> WHAT IS REQUIRED: Count how many lines in the records below contain the string "tower" and reply with only that number.

● ● ● ● ● ● ●

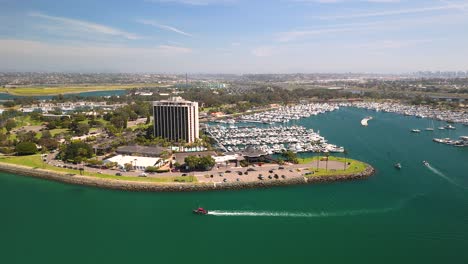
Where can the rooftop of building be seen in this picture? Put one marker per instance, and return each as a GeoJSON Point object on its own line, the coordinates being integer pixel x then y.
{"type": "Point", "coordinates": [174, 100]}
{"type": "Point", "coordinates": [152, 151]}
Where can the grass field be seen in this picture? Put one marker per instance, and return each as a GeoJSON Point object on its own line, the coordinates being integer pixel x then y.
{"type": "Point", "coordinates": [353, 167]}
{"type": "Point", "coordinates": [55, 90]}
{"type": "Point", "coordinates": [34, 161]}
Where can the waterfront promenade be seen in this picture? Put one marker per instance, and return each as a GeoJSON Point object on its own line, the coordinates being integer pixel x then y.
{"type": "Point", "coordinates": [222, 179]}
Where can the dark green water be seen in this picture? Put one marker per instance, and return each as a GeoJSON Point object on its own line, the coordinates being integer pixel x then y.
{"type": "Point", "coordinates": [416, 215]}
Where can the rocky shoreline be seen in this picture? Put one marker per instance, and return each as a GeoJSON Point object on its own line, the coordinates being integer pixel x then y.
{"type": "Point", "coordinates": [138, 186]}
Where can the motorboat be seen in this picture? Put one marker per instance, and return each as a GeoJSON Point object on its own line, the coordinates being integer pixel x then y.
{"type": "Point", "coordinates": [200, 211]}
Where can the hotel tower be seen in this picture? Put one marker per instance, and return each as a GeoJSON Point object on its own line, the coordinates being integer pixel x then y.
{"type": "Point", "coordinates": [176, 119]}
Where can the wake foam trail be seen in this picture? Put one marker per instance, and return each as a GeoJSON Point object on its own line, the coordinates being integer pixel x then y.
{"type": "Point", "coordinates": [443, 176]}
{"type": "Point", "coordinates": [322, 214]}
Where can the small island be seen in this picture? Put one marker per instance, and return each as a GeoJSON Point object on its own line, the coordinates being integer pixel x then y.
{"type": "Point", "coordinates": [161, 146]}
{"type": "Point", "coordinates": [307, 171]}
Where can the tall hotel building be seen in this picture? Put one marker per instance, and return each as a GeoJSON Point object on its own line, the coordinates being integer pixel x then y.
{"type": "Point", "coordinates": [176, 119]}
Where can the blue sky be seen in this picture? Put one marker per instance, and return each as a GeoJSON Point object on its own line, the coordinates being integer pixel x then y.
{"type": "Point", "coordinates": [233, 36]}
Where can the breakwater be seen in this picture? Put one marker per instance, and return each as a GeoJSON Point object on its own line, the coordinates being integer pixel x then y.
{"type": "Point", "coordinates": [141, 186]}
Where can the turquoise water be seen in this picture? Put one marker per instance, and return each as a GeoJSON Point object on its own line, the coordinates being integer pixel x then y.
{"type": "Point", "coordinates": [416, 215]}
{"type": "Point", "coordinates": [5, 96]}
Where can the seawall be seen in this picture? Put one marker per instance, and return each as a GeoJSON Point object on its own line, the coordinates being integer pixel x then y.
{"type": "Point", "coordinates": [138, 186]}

● ● ● ● ● ● ●

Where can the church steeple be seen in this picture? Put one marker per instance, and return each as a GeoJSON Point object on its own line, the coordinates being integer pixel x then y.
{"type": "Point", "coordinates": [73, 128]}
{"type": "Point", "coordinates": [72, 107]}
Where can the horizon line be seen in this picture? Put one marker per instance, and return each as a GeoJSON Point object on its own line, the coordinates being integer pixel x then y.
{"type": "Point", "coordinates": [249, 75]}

● ● ● ● ● ● ●

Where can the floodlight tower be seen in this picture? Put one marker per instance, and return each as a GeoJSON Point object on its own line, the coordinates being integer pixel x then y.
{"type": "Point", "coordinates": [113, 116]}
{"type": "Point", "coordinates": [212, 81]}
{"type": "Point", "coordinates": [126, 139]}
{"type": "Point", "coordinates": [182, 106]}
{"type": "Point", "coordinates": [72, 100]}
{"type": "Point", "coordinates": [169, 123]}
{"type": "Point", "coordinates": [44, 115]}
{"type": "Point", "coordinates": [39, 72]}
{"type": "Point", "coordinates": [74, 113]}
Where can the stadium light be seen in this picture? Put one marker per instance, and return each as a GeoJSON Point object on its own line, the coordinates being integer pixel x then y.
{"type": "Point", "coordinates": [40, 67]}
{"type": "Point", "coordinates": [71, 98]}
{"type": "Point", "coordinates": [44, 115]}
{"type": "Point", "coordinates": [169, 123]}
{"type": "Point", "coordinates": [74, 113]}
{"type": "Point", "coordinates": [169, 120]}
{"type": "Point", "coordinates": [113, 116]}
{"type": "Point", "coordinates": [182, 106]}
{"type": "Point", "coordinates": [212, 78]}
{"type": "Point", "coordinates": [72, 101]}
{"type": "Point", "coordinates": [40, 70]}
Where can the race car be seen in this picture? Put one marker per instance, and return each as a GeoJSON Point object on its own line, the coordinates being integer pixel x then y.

● ● ● ● ● ● ●

> EXERCISE ANSWER: 2